Tren peningkatan harga komoditas telah mendorong peningkatan penerimaan pajak semester I-2022. Pada paruh kedua, pergerakan harga komoditas mulai menunjukkan tanda penurunan yang akan berdampak pada penerimaan pajak.
Oleh
DIMAS WARADITYA NUGRAHA
·3 menit baca
JAKARTA, KOMPAS — Pertumbuhan penerimaan pajak pada paruh kedua tahun 2022 diproyeksi melandai terimpit oleh meningkatnya risiko perlambatan ekonomi global. Meski pertumbuhan penerimaan pajak akan berada di level moderat, otoritas fiskal optimistis target penerimaan pajak tahun ini dapat tercapai.
Direktur Jenderal Pajak Kementerian Keuangan Suryo Utomo menjelaskan, otoritas fiskal tengah mewaspadai meningkatnya risiko perlambatan ekonomi dunia yang dapat memberi dampak perlambatan kepada aktivitas ekonomi domestik.
”Penerimaan perpajakan itu memang hasil dari kegiatan ekonomi. Kalau ekonomi bagus, penerimaan pajak bagus. Kalau ekonomi melambat, pajak juga ikut melambat,” ujarnya dalam bincang media di Jakarta, Selasa (2/8/2022).
Kalau ekonomi bagus, penerimaan pajak bagus. Kalau ekonomi melambat, pajak juga ikut melambat.
Di samping itu, Suryo juga menyoroti pergerakan harga-harga komoditas yang mulai menurun memasuki paruh kedua tahun ini. Ia mengakui tren peningkatan harga komoditas yang dimulai di pengujung tahun 2021 telah mendorong peningkatan penerimaan pajak di semester I-2022.

### Data

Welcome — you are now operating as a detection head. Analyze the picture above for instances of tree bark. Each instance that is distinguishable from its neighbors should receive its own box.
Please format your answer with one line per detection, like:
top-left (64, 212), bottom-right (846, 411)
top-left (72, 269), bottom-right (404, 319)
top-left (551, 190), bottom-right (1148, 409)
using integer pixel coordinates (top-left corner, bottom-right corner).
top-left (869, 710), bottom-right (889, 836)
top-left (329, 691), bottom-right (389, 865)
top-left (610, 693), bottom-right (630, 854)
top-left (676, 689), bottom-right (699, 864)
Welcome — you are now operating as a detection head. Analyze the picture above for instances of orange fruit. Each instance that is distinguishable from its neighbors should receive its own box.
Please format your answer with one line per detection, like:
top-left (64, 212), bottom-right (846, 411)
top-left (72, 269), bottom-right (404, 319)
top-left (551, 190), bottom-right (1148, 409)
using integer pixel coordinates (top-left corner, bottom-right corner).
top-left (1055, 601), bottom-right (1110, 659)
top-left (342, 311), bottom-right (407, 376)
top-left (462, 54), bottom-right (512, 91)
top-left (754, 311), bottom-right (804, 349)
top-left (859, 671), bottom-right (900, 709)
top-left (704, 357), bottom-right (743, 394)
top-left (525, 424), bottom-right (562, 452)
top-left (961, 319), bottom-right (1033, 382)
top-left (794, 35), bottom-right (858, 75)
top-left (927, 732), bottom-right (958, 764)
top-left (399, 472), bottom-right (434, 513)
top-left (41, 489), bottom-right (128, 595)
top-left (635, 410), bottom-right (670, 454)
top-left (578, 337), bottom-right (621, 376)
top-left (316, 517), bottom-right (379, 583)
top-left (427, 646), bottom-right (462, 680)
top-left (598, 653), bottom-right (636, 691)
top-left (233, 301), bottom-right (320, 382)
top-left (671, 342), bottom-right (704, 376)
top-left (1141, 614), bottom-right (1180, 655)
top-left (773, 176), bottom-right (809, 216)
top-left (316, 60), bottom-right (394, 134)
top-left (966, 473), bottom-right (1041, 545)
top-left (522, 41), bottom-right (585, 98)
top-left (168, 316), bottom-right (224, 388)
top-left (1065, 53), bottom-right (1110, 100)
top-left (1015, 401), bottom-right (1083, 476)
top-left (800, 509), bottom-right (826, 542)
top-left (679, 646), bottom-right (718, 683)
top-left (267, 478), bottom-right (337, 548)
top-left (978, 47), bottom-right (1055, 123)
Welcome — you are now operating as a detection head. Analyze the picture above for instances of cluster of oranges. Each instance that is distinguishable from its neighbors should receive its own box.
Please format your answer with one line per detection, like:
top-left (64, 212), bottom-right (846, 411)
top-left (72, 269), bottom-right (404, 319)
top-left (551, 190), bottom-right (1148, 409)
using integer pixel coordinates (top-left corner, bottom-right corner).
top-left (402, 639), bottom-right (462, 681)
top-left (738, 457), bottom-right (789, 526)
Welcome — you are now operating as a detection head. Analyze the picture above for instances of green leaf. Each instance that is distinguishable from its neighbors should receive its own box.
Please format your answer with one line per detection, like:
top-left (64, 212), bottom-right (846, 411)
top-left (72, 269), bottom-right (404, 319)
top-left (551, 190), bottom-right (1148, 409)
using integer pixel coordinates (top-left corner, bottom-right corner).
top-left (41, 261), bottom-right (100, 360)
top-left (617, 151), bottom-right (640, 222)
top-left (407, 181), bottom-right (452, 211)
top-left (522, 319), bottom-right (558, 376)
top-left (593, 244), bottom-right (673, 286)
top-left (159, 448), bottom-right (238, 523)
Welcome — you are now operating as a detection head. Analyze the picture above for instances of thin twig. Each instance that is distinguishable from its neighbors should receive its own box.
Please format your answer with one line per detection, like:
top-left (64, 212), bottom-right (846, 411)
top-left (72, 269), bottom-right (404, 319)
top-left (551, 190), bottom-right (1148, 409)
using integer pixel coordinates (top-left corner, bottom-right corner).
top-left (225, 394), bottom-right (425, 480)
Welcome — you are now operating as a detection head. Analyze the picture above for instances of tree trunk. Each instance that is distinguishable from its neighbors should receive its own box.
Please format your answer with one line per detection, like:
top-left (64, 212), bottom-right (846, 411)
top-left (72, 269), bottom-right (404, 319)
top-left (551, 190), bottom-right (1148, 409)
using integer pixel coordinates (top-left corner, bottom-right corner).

### TUGAS
A - Tuliskan semua kalimat yang dikutip langsung dari ucapan Suryo Utomo dalam berita tentang penerimaan pajak.
B - Teruskan berita tentang penerimaan pajak itu mulai dari sesudah kalimat terakhirnya.
Data ini diambil dari sumber yang berbeda.

### HASIL LATIHAN
A -
- Penerimaan perpajakan itu memang hasil dari kegiatan ekonomi.
- Kalau ekonomi bagus, penerimaan pajak bagus.
- Kalau ekonomi melambat, pajak juga ikut melambat.

B -
Kementerian Keuangan mencatat total penerimaan pajak sepanjang semester I-2022 mencapai Rp 868,3 triliun, naik 55,7 persen dibandingkan penerimaan pajak negara di semester I-2021, yakni Rp 557,8 triliun.
Di dalam Undang-Undang Anggaran Pendapatan dan Belanja Negara (APBN) 2022, pemerintah menargetkan penerimaan pajak mencapai Rp 1.265 triliun. Kemudian melalui Perpres No 98/2022 tentang Rincian Anggaran Pendapatan dan Belanja Negara Tahun Anggaran 2022, pemerintah merevisi penerimaan pajak tahun ini menjadi Rp 1.485 triliun.
Adapun penerimaan pajak di tahun 2021 mencapai Rp 1.277,5 triliun. Total penerimaan pajak tahun lalu berbanding dengan target penerimaan pajak yang dicanangkan hingga akhir tahun ini mencatatkan pertumbuhan 16,24 persen.
”Penerimaan pajak semester kedua masih akan konsisten tumbuh, tetapi tidak akan tumbuh sekuat pada semester pertama tahun ini,” kata Suryo.
Ia pun menggarisbawahi, di sepanjang semester I-2022, ada beberapa item penerimaan yang tidak akan kembali muncul di semester II-2022, salah satunya adalah program Pengungkapan Pajak Sukarela (PPS). Pemerintah meraup penerimaan mencapai Rp 61 triliun dari program tersebut.
Direktur Eksekutif Pratama-Kreston Tax Research Institute (TRI) Prianto Budi Saptono mengatakan, dengan proyeksi penerimaan pajak di akhir tahun yang sebesar Rp 1.485 triliun, ia memperkirakan tax ratio 2022 akan sebesar 10,97 persen.
Nilai rasio tersebut lebih besar dari proyeksi Kementerian Keuangan sebelumnya yang sebesar 9,22 persen sesuai dokumen pemaparan Undang-Undang Harmonisasi Perpajakan (UU HPP) pada Oktober 2021.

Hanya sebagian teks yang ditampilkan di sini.